▸ **VERSTÄNDNIS PRÜFEN**
[a] Gib aus dem Bericht über die Sternenreise den Abschnitt von „Bad Hersfeld. „Zu“ bis „uns Menschen immanent.“ wortgetreu wieder.
[b] Entscheide anhand des Berichts über die Sternenreise für jede Aussage mit Ja oder Nein, ob sie zutrifft, und zitiere die ausschlaggebenden Worte: (i) Thomas Reiter verbrachte 360 Tage im Weltall. (ii) Die Reise fand am Wochenende dreimal in der Stiftsruine statt. (iii) Joern Hinkel arbeitete das Programm allein aus.

▸ **TEXTAUSZUG**
'''

Atemberaubende Sternenreise

"Zu den Sternen" im "Anderen Sommer" zog das Publikum in den Bann


Das Ensemble der Bad Hersfelder Festspiele bei "Zu den Sternen" Foto: Göbel


Bad Hersfeld. „Zu den Sternen“ ging die Reise unter dem gleichnamigen Titel am Wochenende zweimal in der Stiftsruine. Die Menschheit ist seit jeher von Firmament und den leuchten den Sternen im All fasziniert. Seit jeher haben Sterne das Leben der Menschen beeinflusst.
In Literatur und Fil
m hat die Science-Fiction Einzug gehalten. Einer der ersten Vertreter dieses Genres war Jules Verne, der mit seinen Romanen Millionen Menschen begeisterte. Die Sehnsucht danach, andere Welten zu entdecken, ist uns Menschen immanent.

Festspiel-Intendant Joern Hinkel hat gemeinsam mit Stefan Behr vom „Theater Anu“ ein Programm ausgearbeitet, das vom Ensemble der „Bad Hersfelder Festspiele“ sowie der Theremin-Spielerin Carolina Eyck gestaltet wurde. Stargast der Veranstaltung war der deutsche Astronaut Thomas Reiter, der 360 Tage im Weltall verbrachte.

'''

▸ **DATEN**

'''

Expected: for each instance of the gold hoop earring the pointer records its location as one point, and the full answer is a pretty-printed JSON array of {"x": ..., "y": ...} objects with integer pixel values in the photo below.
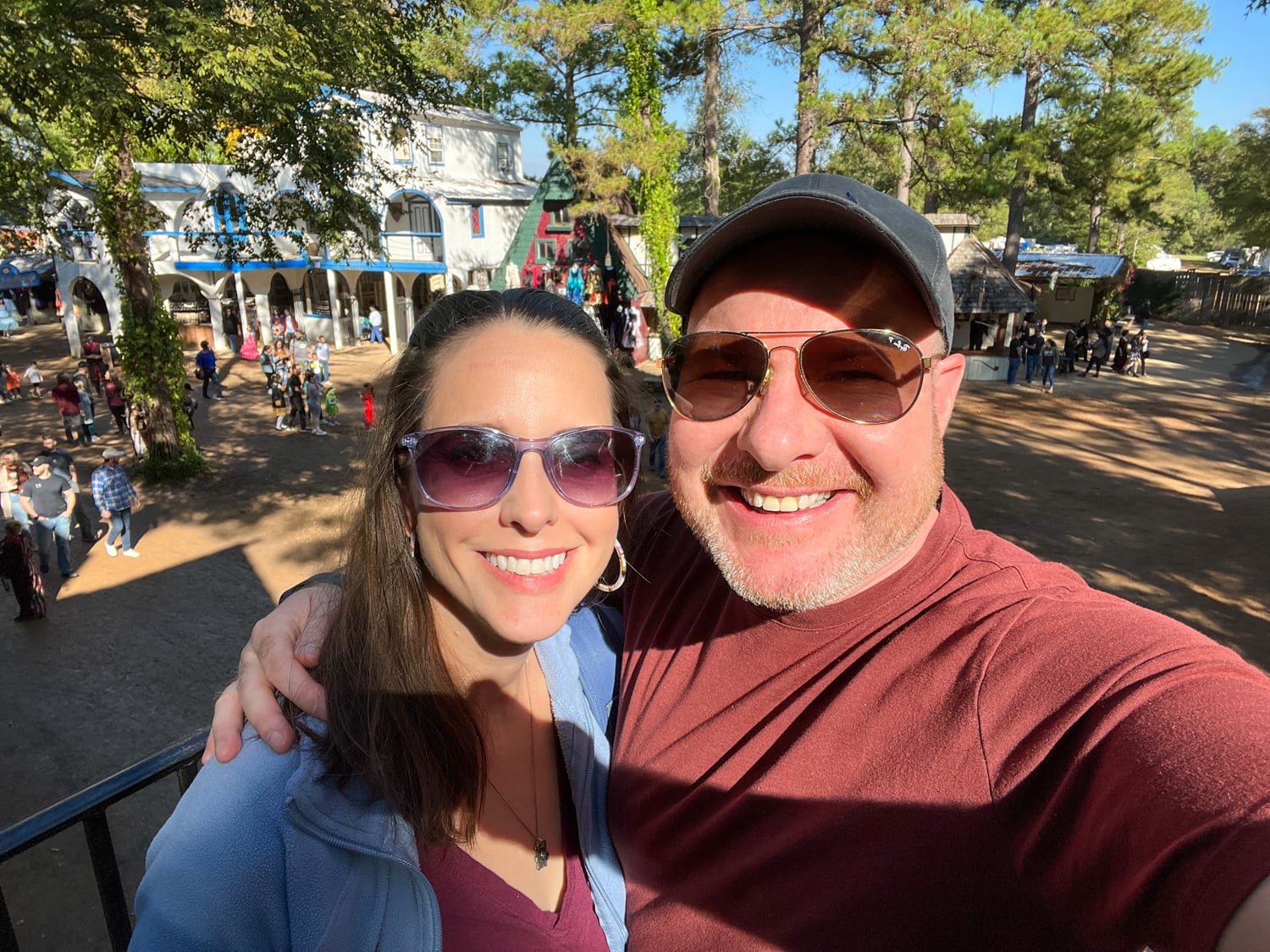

'''

▸ **LÖSUNGEN**
[a]
Bad Hersfeld. „Zu den Sternen“ ging die Reise unter dem gleichnamigen Titel am Wochenende zweimal in der Stiftsruine. Die Menschheit ist seit jeher von Firmament und den leuchten den Sternen im All fasziniert. Seit jeher haben Sterne das Leben der Menschen beeinflusst.
In Literatur und Fil
m hat die Science-Fiction Einzug gehalten. Einer der ersten Vertreter dieses Genres war Jules Verne, der mit seinen Romanen Millionen Menschen begeisterte. Die Sehnsucht danach, andere Welten zu entdecken, ist uns Menschen immanent.

[b]
(i) Ja: „der deutsche Astronaut Thomas Reiter, der 360 Tage im Weltall verbrachte“
(ii) Nein: „ging die Reise unter dem gleichnamigen Titel am Wochenende zweimal in der Stiftsruine“
(iii) Nein: „Festspiel-Intendant Joern Hinkel hat gemeinsam mit Stefan Behr vom „Theater Anu“ ein Programm ausgearbeitet“